• YOUR ASSIGNMENT: Looking at the data, count the lines where the word "target" occurs and answer with only the number.

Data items

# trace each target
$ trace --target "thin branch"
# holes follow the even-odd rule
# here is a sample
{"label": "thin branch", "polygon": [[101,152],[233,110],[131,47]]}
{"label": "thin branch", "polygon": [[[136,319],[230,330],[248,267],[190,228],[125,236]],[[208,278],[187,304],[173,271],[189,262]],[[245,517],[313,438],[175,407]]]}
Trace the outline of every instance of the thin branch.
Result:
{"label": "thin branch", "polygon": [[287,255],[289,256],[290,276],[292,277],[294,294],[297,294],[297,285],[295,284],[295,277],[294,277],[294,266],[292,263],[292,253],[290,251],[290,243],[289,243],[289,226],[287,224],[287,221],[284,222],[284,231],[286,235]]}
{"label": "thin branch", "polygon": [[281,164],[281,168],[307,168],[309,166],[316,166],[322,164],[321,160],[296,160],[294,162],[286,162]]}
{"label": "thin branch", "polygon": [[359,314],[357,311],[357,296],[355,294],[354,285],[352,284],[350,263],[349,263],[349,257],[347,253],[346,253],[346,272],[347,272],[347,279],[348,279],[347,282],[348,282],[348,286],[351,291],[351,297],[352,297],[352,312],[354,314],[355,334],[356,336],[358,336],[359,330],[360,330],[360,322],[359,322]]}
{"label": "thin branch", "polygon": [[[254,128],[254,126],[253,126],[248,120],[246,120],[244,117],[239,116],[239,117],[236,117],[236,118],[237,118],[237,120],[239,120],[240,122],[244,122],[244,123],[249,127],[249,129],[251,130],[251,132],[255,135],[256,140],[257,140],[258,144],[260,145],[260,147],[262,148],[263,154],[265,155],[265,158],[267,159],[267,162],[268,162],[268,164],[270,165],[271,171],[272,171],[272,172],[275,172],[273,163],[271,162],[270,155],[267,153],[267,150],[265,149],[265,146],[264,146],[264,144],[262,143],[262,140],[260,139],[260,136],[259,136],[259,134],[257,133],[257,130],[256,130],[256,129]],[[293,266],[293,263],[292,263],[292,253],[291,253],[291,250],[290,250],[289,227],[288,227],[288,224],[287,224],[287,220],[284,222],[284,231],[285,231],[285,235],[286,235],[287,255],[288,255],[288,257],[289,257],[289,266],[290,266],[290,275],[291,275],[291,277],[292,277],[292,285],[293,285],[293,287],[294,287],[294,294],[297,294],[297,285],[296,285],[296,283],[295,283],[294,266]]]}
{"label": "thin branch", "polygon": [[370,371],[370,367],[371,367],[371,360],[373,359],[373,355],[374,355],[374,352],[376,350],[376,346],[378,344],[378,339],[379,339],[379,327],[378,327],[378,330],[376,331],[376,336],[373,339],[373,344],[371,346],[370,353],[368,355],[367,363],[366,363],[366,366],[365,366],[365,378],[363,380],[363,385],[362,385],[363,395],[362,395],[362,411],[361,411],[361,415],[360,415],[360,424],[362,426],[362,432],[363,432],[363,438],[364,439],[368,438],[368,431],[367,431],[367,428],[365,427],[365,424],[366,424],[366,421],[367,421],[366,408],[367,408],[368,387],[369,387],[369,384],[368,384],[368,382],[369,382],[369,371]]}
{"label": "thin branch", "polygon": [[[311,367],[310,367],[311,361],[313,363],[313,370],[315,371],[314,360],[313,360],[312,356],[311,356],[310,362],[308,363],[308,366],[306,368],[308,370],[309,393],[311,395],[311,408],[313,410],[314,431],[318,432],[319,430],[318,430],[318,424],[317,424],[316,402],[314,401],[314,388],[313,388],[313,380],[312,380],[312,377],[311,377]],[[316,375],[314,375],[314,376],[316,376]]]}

• SOLUTION BELOW: 2